#### [Given task]
Show each line of the items below that contains the word "front", copying every such line in full.

#### [Task inputs]
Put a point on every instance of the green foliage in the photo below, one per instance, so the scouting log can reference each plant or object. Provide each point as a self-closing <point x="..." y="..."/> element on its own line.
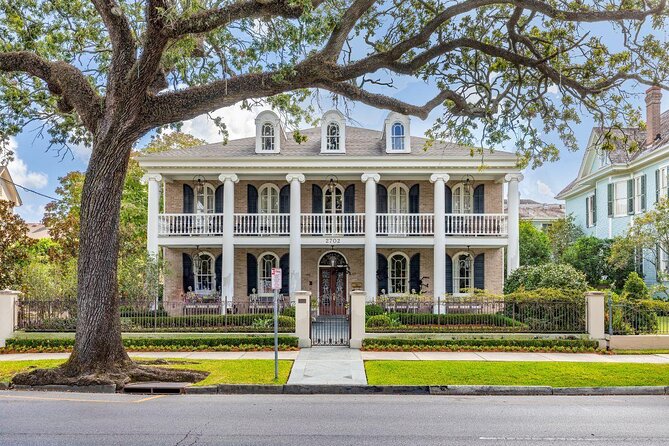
<point x="550" y="275"/>
<point x="534" y="245"/>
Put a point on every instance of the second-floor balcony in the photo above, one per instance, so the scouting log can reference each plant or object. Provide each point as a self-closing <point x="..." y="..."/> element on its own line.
<point x="341" y="224"/>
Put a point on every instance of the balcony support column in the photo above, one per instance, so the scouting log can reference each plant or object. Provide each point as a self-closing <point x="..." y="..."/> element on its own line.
<point x="295" y="283"/>
<point x="370" y="180"/>
<point x="512" y="249"/>
<point x="439" y="274"/>
<point x="228" y="249"/>
<point x="153" y="181"/>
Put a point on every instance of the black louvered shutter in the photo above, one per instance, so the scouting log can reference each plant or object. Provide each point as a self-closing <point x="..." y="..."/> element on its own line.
<point x="251" y="273"/>
<point x="349" y="199"/>
<point x="316" y="199"/>
<point x="449" y="275"/>
<point x="414" y="199"/>
<point x="284" y="200"/>
<point x="251" y="199"/>
<point x="218" y="200"/>
<point x="188" y="278"/>
<point x="284" y="264"/>
<point x="381" y="273"/>
<point x="479" y="199"/>
<point x="188" y="200"/>
<point x="479" y="272"/>
<point x="414" y="273"/>
<point x="218" y="270"/>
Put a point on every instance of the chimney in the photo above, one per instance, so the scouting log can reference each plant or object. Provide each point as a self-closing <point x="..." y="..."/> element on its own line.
<point x="653" y="99"/>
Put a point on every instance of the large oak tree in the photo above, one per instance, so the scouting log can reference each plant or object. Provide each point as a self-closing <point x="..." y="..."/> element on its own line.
<point x="106" y="72"/>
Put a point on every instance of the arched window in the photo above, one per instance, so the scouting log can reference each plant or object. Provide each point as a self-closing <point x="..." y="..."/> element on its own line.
<point x="334" y="199"/>
<point x="269" y="199"/>
<point x="398" y="136"/>
<point x="398" y="273"/>
<point x="462" y="199"/>
<point x="463" y="273"/>
<point x="266" y="262"/>
<point x="267" y="137"/>
<point x="205" y="278"/>
<point x="398" y="199"/>
<point x="205" y="199"/>
<point x="333" y="137"/>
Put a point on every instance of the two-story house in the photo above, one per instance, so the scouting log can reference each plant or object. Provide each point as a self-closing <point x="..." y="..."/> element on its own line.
<point x="612" y="187"/>
<point x="349" y="208"/>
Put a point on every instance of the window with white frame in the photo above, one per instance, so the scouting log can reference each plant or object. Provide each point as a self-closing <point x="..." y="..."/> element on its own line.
<point x="398" y="136"/>
<point x="463" y="273"/>
<point x="398" y="199"/>
<point x="398" y="273"/>
<point x="266" y="262"/>
<point x="267" y="137"/>
<point x="269" y="199"/>
<point x="205" y="199"/>
<point x="462" y="199"/>
<point x="205" y="279"/>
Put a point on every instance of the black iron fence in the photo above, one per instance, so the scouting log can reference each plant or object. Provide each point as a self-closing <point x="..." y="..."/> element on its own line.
<point x="191" y="315"/>
<point x="416" y="313"/>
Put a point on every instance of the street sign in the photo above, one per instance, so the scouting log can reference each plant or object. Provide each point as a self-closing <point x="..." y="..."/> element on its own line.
<point x="276" y="278"/>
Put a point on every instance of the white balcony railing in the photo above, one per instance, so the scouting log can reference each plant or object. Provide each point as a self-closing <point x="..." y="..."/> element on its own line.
<point x="190" y="224"/>
<point x="476" y="224"/>
<point x="262" y="224"/>
<point x="333" y="224"/>
<point x="404" y="224"/>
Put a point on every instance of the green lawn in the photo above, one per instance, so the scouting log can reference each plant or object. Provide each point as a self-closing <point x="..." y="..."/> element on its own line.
<point x="556" y="374"/>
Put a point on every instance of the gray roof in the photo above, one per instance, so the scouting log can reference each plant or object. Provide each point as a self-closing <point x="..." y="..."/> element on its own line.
<point x="360" y="142"/>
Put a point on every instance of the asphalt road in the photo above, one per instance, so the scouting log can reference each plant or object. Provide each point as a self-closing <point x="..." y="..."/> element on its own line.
<point x="30" y="418"/>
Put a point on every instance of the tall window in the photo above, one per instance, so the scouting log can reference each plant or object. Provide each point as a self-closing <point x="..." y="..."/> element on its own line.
<point x="398" y="199"/>
<point x="265" y="264"/>
<point x="462" y="199"/>
<point x="205" y="280"/>
<point x="397" y="136"/>
<point x="267" y="136"/>
<point x="204" y="199"/>
<point x="332" y="141"/>
<point x="269" y="199"/>
<point x="398" y="274"/>
<point x="463" y="273"/>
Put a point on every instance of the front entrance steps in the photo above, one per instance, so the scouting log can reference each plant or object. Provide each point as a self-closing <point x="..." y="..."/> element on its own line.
<point x="328" y="365"/>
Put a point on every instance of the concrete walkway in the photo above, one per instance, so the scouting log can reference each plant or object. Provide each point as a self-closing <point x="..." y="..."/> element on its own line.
<point x="328" y="365"/>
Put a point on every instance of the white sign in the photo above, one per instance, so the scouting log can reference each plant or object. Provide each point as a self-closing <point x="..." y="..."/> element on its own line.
<point x="276" y="278"/>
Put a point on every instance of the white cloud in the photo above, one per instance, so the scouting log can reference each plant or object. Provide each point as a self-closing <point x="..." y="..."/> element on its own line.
<point x="20" y="172"/>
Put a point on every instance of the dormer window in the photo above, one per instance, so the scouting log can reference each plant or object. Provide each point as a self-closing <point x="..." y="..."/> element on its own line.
<point x="398" y="136"/>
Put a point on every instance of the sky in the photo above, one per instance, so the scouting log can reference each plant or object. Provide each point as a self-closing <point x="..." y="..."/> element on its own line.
<point x="38" y="166"/>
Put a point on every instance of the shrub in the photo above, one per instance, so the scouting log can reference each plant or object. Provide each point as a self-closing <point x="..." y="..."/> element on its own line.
<point x="550" y="275"/>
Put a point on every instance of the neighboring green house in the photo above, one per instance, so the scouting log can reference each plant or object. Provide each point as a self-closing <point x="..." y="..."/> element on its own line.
<point x="613" y="187"/>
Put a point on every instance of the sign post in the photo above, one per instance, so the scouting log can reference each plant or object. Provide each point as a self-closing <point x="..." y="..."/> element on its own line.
<point x="276" y="286"/>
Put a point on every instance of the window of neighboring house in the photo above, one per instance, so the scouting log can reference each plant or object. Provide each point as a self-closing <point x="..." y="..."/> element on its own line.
<point x="205" y="199"/>
<point x="269" y="199"/>
<point x="398" y="199"/>
<point x="397" y="136"/>
<point x="462" y="199"/>
<point x="267" y="137"/>
<point x="398" y="274"/>
<point x="205" y="280"/>
<point x="265" y="264"/>
<point x="332" y="138"/>
<point x="463" y="273"/>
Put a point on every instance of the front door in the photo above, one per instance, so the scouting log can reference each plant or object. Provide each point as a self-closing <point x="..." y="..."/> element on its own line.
<point x="332" y="293"/>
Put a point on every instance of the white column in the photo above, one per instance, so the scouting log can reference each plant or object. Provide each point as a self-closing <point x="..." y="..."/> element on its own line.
<point x="228" y="266"/>
<point x="370" y="180"/>
<point x="153" y="181"/>
<point x="513" y="209"/>
<point x="295" y="284"/>
<point x="439" y="261"/>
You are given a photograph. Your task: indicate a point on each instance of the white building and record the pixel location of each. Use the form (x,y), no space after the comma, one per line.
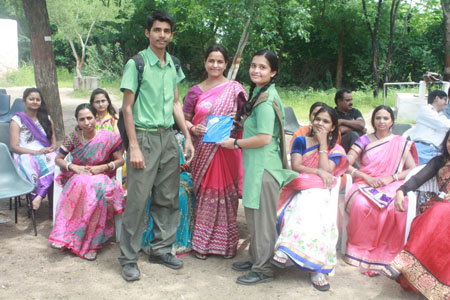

#### [Output below]
Put a point on every instance of the front entrance steps in the photo above, one per instance, so the scouting log can reference each plant or object. Provide each point as a self-closing <point x="..." y="..."/> element on its own line.
Put a point on every instance of the front door in the photo above, one per instance, so the scouting log can reference each plant or object. Provide each point as a self-closing <point x="..." y="..."/> element on its own line.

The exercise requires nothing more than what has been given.